___ PASSAGE FOR REVIEW
Still since the second century of the Christian era the Christianized populations began to worship the martyrs, attributing miraculous powers to the relics of saints. Compact groups of new converts introduced in their religious rites components clearly polytheistic with which they were accustomed so well. They initiate the cult of the martyrs and saints in the religious practice, introduce the rite of praying in front of relics and statues of saints, invent religious festivals dedicated to them where divine mercy is implored from them as from the gods in Olympus during ancient times. Local saints, protectors of cities, fortifications, lands, trades … come into existence.
In 330, when Emperor Constantine allows Christianity to unrestrainedly manifest itself, an army of saints were already sustaining the more and more complex fabric of the religion in full ascent, without feeling that this state of things seems impiety.
In 397 Saint Martin, the first non-martyr saint of the Occident is officialized. He soon gets to be worshiped all round Europe. (Of course, it is interesting to imagine what Europe was like at that time!)
The zeal of the Empire’s peoples to institute saints and local deities to whom they prayed asking for mercy and charity and to whom they brought offerings, that zeal became irresistible. So that, from the dominant character of the initial Christian monotheism, in contact with social organisms structured by polytheistic religions and practices for centuries, that was rapidly assimilated, becoming recessive, whereas the profound structures of the new baptized social organisms become dominant.
It is remarkable that this phenomenon was one eminently objective, influenced by the nature of the societies where the new religion spread. The authorities’ reaction came very late, in a moment of maximum of factological compulsion, feeling that the situation of the prolificness of the saints got to be totally out of control.
______
___ GIVEN ENTRIES
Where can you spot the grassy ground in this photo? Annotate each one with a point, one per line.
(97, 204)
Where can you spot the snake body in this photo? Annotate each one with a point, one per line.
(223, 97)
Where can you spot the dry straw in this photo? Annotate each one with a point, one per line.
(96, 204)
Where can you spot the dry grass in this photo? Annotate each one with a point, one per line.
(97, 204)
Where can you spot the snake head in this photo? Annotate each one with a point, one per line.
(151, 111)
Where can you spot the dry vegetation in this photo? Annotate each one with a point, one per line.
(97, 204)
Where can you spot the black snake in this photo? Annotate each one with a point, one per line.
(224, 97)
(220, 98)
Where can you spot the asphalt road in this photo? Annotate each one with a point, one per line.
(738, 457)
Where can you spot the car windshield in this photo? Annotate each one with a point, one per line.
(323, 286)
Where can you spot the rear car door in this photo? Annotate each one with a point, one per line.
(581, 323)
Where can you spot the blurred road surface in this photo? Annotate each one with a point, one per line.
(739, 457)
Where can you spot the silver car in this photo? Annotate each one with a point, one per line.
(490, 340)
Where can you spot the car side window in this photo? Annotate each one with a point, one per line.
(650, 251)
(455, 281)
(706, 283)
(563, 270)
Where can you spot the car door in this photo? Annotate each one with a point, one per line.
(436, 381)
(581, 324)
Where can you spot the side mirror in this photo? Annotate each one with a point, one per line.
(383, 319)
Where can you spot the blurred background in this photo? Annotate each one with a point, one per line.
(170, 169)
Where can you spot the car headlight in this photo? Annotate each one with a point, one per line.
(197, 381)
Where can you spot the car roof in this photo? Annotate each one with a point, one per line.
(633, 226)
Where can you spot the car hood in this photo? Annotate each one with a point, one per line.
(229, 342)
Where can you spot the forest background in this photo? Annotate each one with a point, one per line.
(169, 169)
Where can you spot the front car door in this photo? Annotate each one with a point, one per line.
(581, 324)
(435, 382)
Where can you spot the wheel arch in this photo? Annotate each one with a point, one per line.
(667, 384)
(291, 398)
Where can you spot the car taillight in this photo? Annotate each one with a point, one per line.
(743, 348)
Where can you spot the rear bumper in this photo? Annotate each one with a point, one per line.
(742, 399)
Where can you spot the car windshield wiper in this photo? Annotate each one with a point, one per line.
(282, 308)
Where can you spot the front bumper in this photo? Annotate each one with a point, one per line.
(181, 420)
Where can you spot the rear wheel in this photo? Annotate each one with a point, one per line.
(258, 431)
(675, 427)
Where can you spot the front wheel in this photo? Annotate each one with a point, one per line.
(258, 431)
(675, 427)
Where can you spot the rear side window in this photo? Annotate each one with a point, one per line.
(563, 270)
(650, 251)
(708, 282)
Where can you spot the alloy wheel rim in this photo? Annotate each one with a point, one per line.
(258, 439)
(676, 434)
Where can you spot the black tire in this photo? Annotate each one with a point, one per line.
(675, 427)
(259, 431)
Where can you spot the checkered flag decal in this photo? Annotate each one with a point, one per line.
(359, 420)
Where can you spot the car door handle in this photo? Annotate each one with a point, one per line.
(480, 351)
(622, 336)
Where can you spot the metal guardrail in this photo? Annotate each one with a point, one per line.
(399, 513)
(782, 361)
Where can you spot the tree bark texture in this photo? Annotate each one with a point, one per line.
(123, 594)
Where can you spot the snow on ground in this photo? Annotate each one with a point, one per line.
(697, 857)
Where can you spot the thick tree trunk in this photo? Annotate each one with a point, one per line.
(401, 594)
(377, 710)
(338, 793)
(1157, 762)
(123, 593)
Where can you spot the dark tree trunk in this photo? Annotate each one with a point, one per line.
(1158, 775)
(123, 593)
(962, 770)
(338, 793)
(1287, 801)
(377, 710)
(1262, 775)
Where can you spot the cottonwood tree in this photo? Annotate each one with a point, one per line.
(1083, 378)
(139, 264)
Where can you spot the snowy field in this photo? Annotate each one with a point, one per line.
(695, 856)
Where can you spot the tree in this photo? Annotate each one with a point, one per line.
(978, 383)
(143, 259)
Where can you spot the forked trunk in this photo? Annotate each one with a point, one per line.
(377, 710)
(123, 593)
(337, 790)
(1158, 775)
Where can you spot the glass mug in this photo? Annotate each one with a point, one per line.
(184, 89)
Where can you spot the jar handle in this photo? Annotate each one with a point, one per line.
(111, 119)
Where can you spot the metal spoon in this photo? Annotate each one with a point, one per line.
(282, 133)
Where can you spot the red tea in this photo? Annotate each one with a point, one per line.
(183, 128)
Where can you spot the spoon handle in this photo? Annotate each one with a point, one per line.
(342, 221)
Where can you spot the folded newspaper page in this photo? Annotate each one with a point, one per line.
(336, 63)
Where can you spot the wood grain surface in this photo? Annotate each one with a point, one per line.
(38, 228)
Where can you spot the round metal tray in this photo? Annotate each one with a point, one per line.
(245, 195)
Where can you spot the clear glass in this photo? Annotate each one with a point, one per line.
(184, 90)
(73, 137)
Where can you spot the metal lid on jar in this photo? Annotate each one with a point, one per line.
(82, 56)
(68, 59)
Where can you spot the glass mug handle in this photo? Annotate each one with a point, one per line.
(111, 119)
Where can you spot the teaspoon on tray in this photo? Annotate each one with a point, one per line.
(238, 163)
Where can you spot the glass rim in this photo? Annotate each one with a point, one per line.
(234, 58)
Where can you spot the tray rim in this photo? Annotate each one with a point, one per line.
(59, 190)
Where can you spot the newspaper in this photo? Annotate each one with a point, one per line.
______
# [ACTIVITY]
Update the passage on the early cult of saints, starting at "It is remarkable" and ending at "out of control.", so that "development" replaces "phenomenon".

# [ANSWER SPACE]
It is remarkable that this development was one eminently objective, influenced by the nature of the societies where the new religion spread. The authorities’ reaction came very late, in a moment of maximum of factological compulsion, feeling that the situation of the prolificness of the saints got to be totally out of control.